Short problem:
Rewrite every line of the entries below as a numbered list, skipping any blank lines.

— start Material to process —

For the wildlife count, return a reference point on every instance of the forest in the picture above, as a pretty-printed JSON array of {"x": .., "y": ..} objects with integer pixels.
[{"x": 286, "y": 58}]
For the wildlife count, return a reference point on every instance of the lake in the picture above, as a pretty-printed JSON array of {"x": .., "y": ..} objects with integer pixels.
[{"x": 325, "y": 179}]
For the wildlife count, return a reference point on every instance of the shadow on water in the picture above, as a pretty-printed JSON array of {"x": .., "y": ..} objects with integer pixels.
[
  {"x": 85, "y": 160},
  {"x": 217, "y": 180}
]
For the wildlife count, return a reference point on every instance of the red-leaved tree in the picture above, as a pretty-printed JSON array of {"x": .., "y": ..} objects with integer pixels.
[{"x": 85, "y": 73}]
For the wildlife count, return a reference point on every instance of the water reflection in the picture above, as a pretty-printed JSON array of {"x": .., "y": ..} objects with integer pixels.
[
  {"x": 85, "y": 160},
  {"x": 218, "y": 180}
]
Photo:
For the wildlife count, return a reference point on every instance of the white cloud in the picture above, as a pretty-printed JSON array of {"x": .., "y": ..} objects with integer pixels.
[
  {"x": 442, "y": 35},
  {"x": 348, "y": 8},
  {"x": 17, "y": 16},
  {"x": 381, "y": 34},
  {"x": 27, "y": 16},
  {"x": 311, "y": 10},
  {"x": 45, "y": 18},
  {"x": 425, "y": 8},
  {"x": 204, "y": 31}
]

— end Material to process —

Written response:
1. For the wildlife count, return a reference point on every instance of the forest in the picture above, as a pretty-printed JSON array of {"x": .., "y": ..} objects with integer pixels.
2. [{"x": 286, "y": 58}]
3. For the wildlife count, return a reference point on every instance of the lake in the picture above, as a pretty-printed JSON array of {"x": .., "y": ..} objects with integer pixels.
4. [{"x": 325, "y": 179}]
5. For the wildlife count, return a reference point on every instance of the shadow on water in the picture above, as a pretty-printed JSON array of {"x": .., "y": ..} objects with integer pixels.
6. [
7.   {"x": 85, "y": 160},
8.   {"x": 217, "y": 180}
9. ]
10. For the wildlife count, return a reference point on every instance of the red-leaved tree in the picture above, as a pretty-printed JSON array of {"x": .., "y": ..} objects with integer pixels.
11. [{"x": 85, "y": 73}]
12. For the wildlife count, return a reference point on every instance of the water reflection in the picture above, as a pretty-printed JSON array of {"x": .., "y": ..} objects with integer pixels.
13. [
14.   {"x": 85, "y": 160},
15.   {"x": 218, "y": 180}
16. ]
17. Photo:
18. For the wildlife count, return a reference point on every instance of the white cloud in the picture above, as a pretty-printed JSON array of {"x": .., "y": ..} objects with integer pixels.
19. [
20.   {"x": 442, "y": 35},
21.   {"x": 348, "y": 8},
22.   {"x": 17, "y": 16},
23.   {"x": 381, "y": 34},
24.   {"x": 27, "y": 16},
25.   {"x": 311, "y": 10},
26.   {"x": 45, "y": 18},
27.   {"x": 425, "y": 8},
28.   {"x": 204, "y": 31}
29. ]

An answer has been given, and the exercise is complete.